__Goal of the exercise__.
Look for the line containing "Keypoint placement rule: for each instance of the green" in the listing below. Retype that line and every subsequent line through the last one, and only those.

------ Material provided ------

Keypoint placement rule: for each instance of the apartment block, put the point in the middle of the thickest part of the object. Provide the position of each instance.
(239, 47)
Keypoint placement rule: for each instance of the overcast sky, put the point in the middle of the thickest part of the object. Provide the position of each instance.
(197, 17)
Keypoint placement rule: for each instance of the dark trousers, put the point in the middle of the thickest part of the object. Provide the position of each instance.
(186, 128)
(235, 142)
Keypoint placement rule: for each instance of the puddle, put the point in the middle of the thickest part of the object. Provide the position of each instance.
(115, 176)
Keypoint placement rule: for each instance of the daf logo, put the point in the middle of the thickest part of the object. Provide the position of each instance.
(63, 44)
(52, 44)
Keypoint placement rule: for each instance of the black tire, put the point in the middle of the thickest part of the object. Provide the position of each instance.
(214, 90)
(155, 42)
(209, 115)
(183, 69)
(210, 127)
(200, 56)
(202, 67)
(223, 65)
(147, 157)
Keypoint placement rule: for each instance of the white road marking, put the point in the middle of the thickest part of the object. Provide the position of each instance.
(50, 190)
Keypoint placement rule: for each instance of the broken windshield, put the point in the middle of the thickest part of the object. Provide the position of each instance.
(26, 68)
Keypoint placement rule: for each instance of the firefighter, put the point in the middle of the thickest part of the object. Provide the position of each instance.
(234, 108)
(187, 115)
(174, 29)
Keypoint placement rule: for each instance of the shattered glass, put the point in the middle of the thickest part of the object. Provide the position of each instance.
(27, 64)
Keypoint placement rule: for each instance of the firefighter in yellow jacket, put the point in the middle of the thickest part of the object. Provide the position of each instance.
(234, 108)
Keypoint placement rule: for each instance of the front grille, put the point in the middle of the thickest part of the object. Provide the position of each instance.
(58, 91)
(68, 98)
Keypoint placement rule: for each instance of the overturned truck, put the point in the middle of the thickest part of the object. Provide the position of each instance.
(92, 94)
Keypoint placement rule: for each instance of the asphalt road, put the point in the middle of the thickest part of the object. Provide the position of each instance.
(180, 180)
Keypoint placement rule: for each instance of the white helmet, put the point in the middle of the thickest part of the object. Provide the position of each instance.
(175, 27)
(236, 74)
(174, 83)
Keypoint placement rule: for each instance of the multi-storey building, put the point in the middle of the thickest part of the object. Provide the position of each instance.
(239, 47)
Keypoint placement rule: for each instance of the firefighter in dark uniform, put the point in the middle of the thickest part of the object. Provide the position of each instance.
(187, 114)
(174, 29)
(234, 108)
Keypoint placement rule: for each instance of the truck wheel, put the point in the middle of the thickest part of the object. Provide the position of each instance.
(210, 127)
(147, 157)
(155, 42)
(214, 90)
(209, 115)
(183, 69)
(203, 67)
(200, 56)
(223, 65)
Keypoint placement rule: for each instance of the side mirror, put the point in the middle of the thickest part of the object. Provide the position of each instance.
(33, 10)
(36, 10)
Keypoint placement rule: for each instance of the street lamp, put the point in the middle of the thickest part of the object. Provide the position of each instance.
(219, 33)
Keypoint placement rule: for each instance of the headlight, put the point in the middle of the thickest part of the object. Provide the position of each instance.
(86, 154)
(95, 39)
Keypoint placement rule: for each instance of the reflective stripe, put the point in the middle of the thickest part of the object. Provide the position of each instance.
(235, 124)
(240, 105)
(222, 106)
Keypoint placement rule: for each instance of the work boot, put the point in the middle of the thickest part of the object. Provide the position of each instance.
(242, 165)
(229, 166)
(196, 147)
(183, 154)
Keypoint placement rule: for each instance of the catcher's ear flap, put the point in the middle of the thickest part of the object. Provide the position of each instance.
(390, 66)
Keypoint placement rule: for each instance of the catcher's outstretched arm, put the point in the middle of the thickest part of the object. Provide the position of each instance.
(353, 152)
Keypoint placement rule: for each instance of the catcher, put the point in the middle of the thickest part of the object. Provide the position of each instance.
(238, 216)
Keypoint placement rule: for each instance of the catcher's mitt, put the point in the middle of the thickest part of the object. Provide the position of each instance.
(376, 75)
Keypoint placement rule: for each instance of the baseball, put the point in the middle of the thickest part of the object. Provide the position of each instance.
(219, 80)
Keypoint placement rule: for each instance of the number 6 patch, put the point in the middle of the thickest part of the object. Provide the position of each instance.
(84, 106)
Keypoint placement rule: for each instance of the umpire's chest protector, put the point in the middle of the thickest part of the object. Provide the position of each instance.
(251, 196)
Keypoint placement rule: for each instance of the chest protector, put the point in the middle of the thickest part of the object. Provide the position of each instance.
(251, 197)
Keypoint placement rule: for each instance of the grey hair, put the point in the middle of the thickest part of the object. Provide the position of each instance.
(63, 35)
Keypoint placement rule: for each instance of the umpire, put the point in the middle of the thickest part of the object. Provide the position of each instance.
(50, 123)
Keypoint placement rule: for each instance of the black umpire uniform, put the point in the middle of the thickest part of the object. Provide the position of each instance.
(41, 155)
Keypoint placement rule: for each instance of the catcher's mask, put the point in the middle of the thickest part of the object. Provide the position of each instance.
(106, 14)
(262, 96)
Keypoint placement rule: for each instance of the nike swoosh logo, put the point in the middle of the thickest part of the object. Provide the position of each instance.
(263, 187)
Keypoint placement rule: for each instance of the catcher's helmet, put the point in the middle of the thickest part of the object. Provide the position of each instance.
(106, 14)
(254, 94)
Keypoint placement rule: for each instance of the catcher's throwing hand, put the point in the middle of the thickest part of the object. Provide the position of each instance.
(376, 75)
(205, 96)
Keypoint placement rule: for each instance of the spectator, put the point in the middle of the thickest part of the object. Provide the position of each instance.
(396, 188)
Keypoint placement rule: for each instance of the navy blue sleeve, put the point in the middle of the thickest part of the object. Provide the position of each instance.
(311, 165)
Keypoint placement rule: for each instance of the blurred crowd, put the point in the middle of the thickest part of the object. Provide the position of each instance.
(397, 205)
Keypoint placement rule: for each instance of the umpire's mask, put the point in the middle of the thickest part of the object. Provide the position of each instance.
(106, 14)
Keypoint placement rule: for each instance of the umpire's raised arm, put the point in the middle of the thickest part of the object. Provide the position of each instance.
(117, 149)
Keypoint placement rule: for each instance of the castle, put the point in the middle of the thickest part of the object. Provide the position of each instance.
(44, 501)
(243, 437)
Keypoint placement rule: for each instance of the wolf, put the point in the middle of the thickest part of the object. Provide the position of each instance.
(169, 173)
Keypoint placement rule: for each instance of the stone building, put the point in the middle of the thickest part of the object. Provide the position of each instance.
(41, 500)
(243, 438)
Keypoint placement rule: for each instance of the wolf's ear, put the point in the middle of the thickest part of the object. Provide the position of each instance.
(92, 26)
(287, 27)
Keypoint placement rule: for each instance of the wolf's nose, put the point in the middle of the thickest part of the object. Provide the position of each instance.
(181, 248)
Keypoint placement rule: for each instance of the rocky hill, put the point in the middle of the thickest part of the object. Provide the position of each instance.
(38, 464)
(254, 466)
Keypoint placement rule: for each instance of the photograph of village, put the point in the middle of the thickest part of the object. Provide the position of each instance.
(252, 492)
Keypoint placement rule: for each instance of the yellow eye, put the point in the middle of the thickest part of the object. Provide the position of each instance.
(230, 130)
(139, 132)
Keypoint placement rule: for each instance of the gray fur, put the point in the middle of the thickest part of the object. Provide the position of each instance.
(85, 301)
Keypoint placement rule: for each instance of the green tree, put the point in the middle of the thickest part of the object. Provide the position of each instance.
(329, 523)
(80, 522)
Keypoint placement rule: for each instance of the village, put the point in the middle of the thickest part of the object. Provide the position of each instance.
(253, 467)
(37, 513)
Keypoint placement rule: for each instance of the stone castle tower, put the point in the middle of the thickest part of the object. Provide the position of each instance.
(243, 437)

------

__Task response__.
Keypoint placement rule: for each instance of the green tree, put the point in the middle of the thickest part of the object. Provide the position of each instance.
(329, 523)
(80, 522)
Keypoint placement rule: for each instance of the village, put the point in the middle of the thickest part of the object. Provide the position of each instance.
(253, 467)
(37, 513)
Keypoint placement rule: for each instance of the stone castle tower, put the point in the middle of the thickest part of the object. Provide the position of each instance.
(243, 437)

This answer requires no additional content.